* **WHAT IS NEEDED**: Exclude the pictures and reproduce the remaining data exactly as written.
DATASET RECORDS start
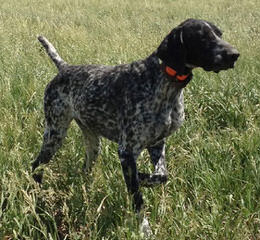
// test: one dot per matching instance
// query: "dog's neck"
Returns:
(179, 80)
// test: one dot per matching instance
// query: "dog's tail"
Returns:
(55, 57)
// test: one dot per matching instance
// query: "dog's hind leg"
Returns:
(92, 143)
(57, 120)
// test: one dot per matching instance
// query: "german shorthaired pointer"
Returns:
(136, 105)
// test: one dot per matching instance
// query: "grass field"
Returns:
(214, 159)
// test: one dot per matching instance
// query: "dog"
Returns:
(136, 105)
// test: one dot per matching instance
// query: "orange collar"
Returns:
(172, 73)
(180, 81)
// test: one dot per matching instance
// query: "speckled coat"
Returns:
(136, 105)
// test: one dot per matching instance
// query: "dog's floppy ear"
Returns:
(215, 29)
(172, 50)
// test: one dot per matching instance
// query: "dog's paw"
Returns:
(145, 229)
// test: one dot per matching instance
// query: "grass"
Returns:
(214, 159)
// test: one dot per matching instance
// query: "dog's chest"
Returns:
(157, 119)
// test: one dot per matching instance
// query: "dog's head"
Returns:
(197, 43)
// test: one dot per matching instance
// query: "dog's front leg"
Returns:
(160, 175)
(128, 163)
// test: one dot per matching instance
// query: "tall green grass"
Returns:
(213, 160)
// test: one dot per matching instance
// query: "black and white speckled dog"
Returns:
(136, 105)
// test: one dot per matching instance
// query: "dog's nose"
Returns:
DATASET RECORDS end
* **TASK OUTPUT**:
// test: one dot per matching instance
// query: "dog's neck"
Returns:
(179, 80)
// test: one dot per matching instance
// query: "dog's tail"
Returns:
(55, 57)
// test: one dot per matching instance
// query: "dog's hind leg"
Returns:
(92, 143)
(57, 120)
// test: one dot per matching instance
// query: "german shorthaired pointer"
Returns:
(136, 105)
// test: one dot per matching instance
// query: "grass field"
Returns:
(214, 159)
// test: one dot per matching instance
// query: "dog"
Returns:
(136, 105)
// test: one dot per matching instance
// query: "orange collar"
Returns:
(172, 73)
(180, 81)
// test: one dot per matching instance
// query: "speckled coat"
Returns:
(136, 105)
// test: one dot per matching instance
// query: "dog's floppy ear"
Returns:
(215, 29)
(172, 50)
// test: one dot per matching instance
// query: "dog's paw"
Returns:
(145, 229)
// test: one dot per matching instance
// query: "grass"
Returns:
(214, 159)
// test: one dot per matching instance
// query: "dog's chest"
Returns:
(157, 119)
// test: one dot per matching instance
// query: "dog's head"
Returns:
(197, 43)
// test: one dot per matching instance
// query: "dog's front leg"
Returns:
(160, 175)
(128, 163)
// test: one dot per matching instance
// query: "tall green grass"
Returns:
(213, 160)
// test: one dot per matching instance
// query: "black and white speckled dog"
Returns:
(136, 105)
// test: one dot per matching instance
// query: "dog's nose"
Returns:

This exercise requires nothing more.